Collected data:
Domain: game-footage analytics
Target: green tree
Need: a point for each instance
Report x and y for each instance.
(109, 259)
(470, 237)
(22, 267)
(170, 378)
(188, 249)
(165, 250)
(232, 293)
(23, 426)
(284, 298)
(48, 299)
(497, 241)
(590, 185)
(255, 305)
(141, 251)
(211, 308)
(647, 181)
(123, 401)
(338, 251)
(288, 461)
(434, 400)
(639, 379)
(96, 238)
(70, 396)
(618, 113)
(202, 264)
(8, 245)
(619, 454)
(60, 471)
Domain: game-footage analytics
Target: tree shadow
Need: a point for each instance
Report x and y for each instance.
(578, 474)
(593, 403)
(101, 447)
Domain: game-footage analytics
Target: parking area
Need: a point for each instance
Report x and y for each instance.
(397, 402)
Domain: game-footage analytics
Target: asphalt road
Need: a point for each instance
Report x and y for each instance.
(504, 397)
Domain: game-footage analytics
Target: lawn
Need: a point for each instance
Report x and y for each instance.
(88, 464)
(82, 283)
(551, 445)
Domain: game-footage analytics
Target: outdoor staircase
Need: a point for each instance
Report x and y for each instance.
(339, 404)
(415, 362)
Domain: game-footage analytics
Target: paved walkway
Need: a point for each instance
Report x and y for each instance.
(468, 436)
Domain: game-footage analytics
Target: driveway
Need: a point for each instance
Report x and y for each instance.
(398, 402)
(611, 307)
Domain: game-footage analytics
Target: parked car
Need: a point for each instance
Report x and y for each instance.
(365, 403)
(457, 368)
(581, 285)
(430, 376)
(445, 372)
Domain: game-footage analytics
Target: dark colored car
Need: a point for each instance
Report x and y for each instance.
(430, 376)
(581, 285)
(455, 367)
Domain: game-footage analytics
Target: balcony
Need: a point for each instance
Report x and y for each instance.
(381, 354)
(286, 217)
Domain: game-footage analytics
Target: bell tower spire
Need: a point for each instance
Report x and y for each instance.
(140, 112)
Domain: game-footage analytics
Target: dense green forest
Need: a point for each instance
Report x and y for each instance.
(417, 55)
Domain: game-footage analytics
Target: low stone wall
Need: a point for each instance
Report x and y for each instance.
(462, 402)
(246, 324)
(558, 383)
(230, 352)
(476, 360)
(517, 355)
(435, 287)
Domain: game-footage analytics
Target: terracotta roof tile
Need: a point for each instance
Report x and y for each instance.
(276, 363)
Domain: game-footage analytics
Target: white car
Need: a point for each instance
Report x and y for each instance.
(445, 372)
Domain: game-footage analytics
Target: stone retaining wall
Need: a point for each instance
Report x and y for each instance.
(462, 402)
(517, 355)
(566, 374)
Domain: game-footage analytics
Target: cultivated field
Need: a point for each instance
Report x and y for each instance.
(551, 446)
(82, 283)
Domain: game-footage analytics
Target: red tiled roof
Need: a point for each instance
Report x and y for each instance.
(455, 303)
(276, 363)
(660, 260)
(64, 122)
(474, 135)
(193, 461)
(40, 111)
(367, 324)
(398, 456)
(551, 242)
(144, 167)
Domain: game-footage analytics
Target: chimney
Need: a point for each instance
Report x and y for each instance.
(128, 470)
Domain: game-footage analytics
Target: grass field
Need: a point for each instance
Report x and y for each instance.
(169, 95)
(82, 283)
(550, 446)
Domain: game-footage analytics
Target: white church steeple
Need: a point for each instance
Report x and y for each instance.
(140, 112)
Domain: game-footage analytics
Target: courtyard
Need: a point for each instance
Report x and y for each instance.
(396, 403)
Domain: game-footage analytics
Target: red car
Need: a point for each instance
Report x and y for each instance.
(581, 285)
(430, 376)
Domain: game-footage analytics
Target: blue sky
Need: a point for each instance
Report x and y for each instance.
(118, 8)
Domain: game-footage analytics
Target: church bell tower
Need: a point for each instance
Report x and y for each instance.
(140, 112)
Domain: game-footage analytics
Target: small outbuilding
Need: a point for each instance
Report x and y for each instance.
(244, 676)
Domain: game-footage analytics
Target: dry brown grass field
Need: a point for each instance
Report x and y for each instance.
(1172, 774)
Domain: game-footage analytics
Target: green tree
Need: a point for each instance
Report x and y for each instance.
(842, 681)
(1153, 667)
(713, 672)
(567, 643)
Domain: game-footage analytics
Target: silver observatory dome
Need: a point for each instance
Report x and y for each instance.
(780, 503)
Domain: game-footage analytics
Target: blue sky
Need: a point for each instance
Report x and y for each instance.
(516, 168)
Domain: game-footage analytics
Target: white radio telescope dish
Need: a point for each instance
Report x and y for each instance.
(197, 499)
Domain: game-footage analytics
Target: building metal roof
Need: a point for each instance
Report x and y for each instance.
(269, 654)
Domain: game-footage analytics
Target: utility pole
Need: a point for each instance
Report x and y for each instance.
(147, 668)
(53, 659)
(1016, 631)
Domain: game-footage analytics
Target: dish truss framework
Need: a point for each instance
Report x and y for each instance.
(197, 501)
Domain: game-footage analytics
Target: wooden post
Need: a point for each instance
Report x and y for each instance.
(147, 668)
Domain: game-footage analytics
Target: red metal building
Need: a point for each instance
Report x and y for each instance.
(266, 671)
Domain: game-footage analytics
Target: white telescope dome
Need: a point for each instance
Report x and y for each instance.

- _EXERCISE REQUIREMENTS_:
Using the entries above, please restate each one word for word.

- _RESPONSE TO THIS EXERCISE_:
Domain: game-footage analytics
Target: green tree
Need: a point for each instance
Report x and y for each instance.
(109, 259)
(470, 237)
(22, 267)
(170, 378)
(188, 249)
(165, 250)
(232, 293)
(23, 426)
(284, 298)
(48, 299)
(497, 241)
(590, 185)
(255, 305)
(141, 251)
(211, 308)
(647, 181)
(123, 401)
(338, 251)
(288, 461)
(434, 400)
(639, 379)
(96, 238)
(70, 396)
(618, 113)
(202, 264)
(8, 245)
(619, 454)
(60, 471)
Domain: game-footage analytics
Target: tree shadow
Need: a point for each instance
Report x and y for each instance.
(578, 474)
(593, 403)
(101, 447)
Domain: game-footage analytics
Target: parking area
Need: a point for each instance
Report x and y for each instance.
(397, 402)
Domain: game-footage analytics
Target: asphalt road
Need: a point for each instance
Report x and y for each instance.
(504, 397)
Domain: game-footage analytics
Target: lawn
Need: a point for each instance
Report x and y for each instance.
(88, 464)
(82, 283)
(551, 445)
Domain: game-footage analytics
Target: outdoor staircase
Need: a point for each instance
Report x and y for each instance.
(339, 404)
(415, 362)
Domain: game-footage analytics
Target: paved walkway
Need: a point for each instance
Report x and y for each instance.
(468, 436)
Domain: game-footage analytics
Target: driveway
Need: a point for each instance
Report x and y for each instance.
(398, 402)
(611, 307)
Domain: game-footage analytics
Target: parked car
Need: a point for each instance
Report x and y for each instance.
(365, 403)
(457, 368)
(581, 285)
(430, 376)
(445, 372)
Domain: game-footage analytics
Target: dark colored car
Need: a point for each instance
Report x and y for each instance.
(430, 376)
(581, 285)
(455, 367)
Domain: game-footage analytics
Target: balcony
Need: a point for each instance
Report x and y for each instance.
(381, 354)
(286, 217)
Domain: game-footage analytics
Target: bell tower spire
Need: a point for each instance
Report x and y for each instance.
(140, 112)
Domain: game-footage analytics
Target: dense green forest
Need: a point for each instance
Report x and y for each instance.
(417, 55)
Domain: game-footage analytics
Target: low stone wall
Need: a point for each instance
Report x and y for each instance.
(462, 402)
(246, 324)
(558, 383)
(230, 352)
(476, 360)
(517, 355)
(435, 287)
Domain: game-footage analytics
Target: terracotta roof tile
Need: a point for each instance
Report x and y for each instance.
(276, 363)
Domain: game-footage analytics
Target: white car
Need: a point for each instance
Report x and y for each instance.
(445, 372)
Domain: game-footage analytics
Target: stone retaining wall
Need: a point for each instance
Report x and y for each instance.
(462, 402)
(517, 355)
(566, 374)
Domain: game-footage analytics
Target: cultivated field
Need: a point for each instance
Report x and y for each instance.
(551, 446)
(82, 283)
Domain: game-footage analytics
Target: red tiled roof
Need: a point for each instance
Report x and y for each instance.
(455, 303)
(276, 363)
(660, 260)
(64, 122)
(474, 135)
(193, 461)
(40, 111)
(367, 324)
(398, 456)
(551, 242)
(144, 167)
Domain: game-footage analytics
Target: chimney
Need: a point for each instance
Report x and y for each instance.
(128, 470)
Domain: game-footage analytics
Target: grass field
Need: a point for each instance
Report x and y for each instance.
(169, 95)
(82, 283)
(550, 446)
Domain: game-footage analytics
Target: white church steeple
Need: a point for each instance
Report x and y for each instance.
(140, 112)
Domain: game-footage analytics
Target: courtyard
Need: a point for each instance
Report x and y for each instance.
(396, 403)
Domain: game-footage analytics
Target: red car
Need: a point for each instance
Report x and y for each instance.
(581, 285)
(430, 376)
Domain: game-footage analytics
Target: blue sky
Need: a point for each instance
Report x and y for each instance.
(118, 8)
Domain: game-footage analytics
Target: church bell tower
Need: a point for each instance
Report x and y for each instance.
(140, 112)
Domain: game-footage analytics
Target: small outbuilding
Need: a point for each instance
Report x and y for each instance.
(244, 676)
Domain: game-footage analytics
Target: dry brown grass field
Need: a point for each instance
Report x and y for each instance.
(1172, 774)
Domain: game-footage analytics
Target: green tree
Need: a point for each instance
Report x and y for each instance.
(842, 681)
(1153, 667)
(713, 672)
(567, 643)
Domain: game-footage analytics
Target: silver observatory dome
Need: a point for each instance
Report x and y for each instance.
(780, 503)
Domain: game-footage analytics
Target: blue sky
Need: a point for each instance
Report x and y for each instance.
(516, 168)
Domain: game-footage analytics
Target: white radio telescope dish
Need: a point for each instance
Report x and y for each instance.
(197, 499)
Domain: game-footage analytics
Target: building metal roof
Need: a point for each instance
Report x and y for each instance.
(269, 654)
Domain: game-footage analytics
Target: utility pole
Need: a point for each instance
Report x and y for each instance.
(147, 668)
(53, 659)
(1016, 631)
Domain: game-footage analytics
Target: dish truss framework
Need: a point for each instance
Report x and y for each instance.
(197, 501)
Domain: game-footage analytics
Target: wooden post
Need: a point for each instance
Report x and y for each instance.
(147, 668)
Domain: game-footage analytics
Target: red metal building
Need: a point for each instance
Report x and y for each instance.
(266, 671)
Domain: game-footage analytics
Target: white telescope dome
Need: a point for each instance
Report x and y for each instance.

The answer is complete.